Required work: Copy each of the entries below word for word, keeping every line as it appears.

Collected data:
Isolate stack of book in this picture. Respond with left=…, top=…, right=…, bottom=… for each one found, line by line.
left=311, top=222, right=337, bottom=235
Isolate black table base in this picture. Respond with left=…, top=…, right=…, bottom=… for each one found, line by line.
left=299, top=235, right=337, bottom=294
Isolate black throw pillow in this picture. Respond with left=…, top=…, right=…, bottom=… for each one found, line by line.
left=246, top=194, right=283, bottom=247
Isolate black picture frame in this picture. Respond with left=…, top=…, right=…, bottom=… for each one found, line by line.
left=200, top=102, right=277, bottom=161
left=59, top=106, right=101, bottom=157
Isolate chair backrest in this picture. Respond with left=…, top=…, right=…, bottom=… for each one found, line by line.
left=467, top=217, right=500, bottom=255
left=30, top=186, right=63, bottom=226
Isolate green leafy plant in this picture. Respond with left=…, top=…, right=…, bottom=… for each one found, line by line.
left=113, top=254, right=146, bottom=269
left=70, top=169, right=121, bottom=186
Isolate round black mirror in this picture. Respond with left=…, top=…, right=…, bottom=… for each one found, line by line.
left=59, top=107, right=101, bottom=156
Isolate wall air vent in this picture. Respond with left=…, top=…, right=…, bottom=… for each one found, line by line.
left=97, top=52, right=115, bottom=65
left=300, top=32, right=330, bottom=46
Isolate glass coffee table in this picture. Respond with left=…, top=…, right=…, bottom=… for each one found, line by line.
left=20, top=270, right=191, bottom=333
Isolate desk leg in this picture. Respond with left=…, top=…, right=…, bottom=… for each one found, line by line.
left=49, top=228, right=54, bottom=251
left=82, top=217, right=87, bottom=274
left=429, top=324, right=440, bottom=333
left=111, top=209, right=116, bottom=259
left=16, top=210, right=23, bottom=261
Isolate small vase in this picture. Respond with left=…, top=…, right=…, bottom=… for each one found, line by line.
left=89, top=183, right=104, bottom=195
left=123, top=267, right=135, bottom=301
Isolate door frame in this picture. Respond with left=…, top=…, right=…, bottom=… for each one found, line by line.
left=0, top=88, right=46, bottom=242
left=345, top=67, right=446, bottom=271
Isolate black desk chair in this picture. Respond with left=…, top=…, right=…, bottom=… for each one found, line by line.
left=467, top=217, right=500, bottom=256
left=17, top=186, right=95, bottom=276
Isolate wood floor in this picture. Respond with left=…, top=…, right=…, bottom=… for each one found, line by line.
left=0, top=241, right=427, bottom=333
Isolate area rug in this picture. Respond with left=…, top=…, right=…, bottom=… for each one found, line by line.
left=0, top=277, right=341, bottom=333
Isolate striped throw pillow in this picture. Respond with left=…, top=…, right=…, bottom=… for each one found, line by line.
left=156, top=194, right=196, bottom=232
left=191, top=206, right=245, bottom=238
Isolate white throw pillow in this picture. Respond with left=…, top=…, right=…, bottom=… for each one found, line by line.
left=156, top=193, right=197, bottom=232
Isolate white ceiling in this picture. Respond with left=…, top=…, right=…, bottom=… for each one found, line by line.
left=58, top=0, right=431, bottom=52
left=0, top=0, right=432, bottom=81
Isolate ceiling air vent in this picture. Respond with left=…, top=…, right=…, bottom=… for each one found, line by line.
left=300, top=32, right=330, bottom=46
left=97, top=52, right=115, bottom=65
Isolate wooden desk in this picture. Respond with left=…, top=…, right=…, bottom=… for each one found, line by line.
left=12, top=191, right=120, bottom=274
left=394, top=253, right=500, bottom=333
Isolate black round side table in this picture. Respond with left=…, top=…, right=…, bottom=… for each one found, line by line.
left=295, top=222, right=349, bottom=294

Task solution:
Isolate stack of book in this picture. Respond with left=…, top=…, right=…, bottom=… for each one found, line by line.
left=311, top=222, right=337, bottom=235
Isolate black table base in this picture. Respond with left=…, top=…, right=…, bottom=… for each one found, line by line.
left=299, top=235, right=337, bottom=294
Isolate black throw pillow in this picture. Respond with left=…, top=…, right=…, bottom=… for each one found, line by line.
left=246, top=194, right=283, bottom=247
Isolate black picture frame in this picture. Respond with left=…, top=…, right=…, bottom=… for each one found, line by line.
left=200, top=102, right=277, bottom=161
left=59, top=106, right=101, bottom=157
Isolate chair backrest in this picture. Respond with left=…, top=…, right=…, bottom=… for each one found, line by line.
left=467, top=217, right=500, bottom=255
left=30, top=186, right=63, bottom=226
Isolate green leafy plant in this picture. Respond with left=…, top=…, right=…, bottom=… for each one found, line by line.
left=113, top=254, right=146, bottom=269
left=70, top=169, right=121, bottom=186
Isolate round black mirror in this picture. Respond with left=…, top=…, right=…, bottom=… for each one found, line by line.
left=59, top=107, right=101, bottom=156
Isolate wall air vent in this picture. Respond with left=…, top=…, right=…, bottom=… for each one found, line by line.
left=97, top=52, right=115, bottom=65
left=300, top=32, right=330, bottom=46
Isolate glass coffee table in this picture. Respond with left=…, top=…, right=…, bottom=… for each one found, line by line.
left=20, top=270, right=191, bottom=333
Isolate desk leg in this picture. Respond with left=…, top=…, right=…, bottom=… for each one found, line by line.
left=49, top=228, right=54, bottom=251
left=82, top=217, right=87, bottom=274
left=429, top=324, right=440, bottom=333
left=111, top=209, right=116, bottom=259
left=16, top=210, right=23, bottom=261
Isolate small vase in this picture. Respond with left=…, top=…, right=…, bottom=… for each one found, line by line.
left=89, top=183, right=104, bottom=195
left=123, top=267, right=135, bottom=301
Isolate door frame in this picture. Respond with left=…, top=…, right=…, bottom=… for each one found, line by line.
left=0, top=88, right=46, bottom=242
left=345, top=67, right=446, bottom=271
Isolate black desk chair in this picture. Respond with left=…, top=…, right=…, bottom=… for each one found, line by line.
left=467, top=217, right=500, bottom=256
left=17, top=186, right=95, bottom=276
Isolate wood floor in this picture. Respond with left=…, top=…, right=…, bottom=… for each one found, line by line.
left=0, top=241, right=427, bottom=333
Isolate area rug in this picture. Respond with left=…, top=…, right=…, bottom=… for each one found, line by line.
left=0, top=277, right=341, bottom=333
Isolate striped throw pillow in this picture. Respond with left=…, top=…, right=…, bottom=… for each one found, line by line.
left=156, top=194, right=196, bottom=232
left=191, top=206, right=245, bottom=238
Isolate white throw pillow in this picture. Respond with left=…, top=…, right=…, bottom=… for each one found, line by line.
left=156, top=193, right=197, bottom=232
Isolate white ceiling in this picture. Respond with left=…, top=…, right=…, bottom=… for each one found, line by line.
left=58, top=0, right=431, bottom=52
left=0, top=0, right=432, bottom=81
Isolate ceiling air vent in this picture. Respond with left=…, top=…, right=…, bottom=… for each one found, line by line.
left=300, top=32, right=330, bottom=46
left=97, top=52, right=115, bottom=65
Isolate wooden desk in this picture. Respond with left=…, top=…, right=…, bottom=… for each one found, line by line.
left=12, top=191, right=120, bottom=274
left=394, top=253, right=500, bottom=333
Isolate black round side table in this picture. Respond with left=…, top=…, right=…, bottom=… for each one found, line by line.
left=295, top=222, right=349, bottom=294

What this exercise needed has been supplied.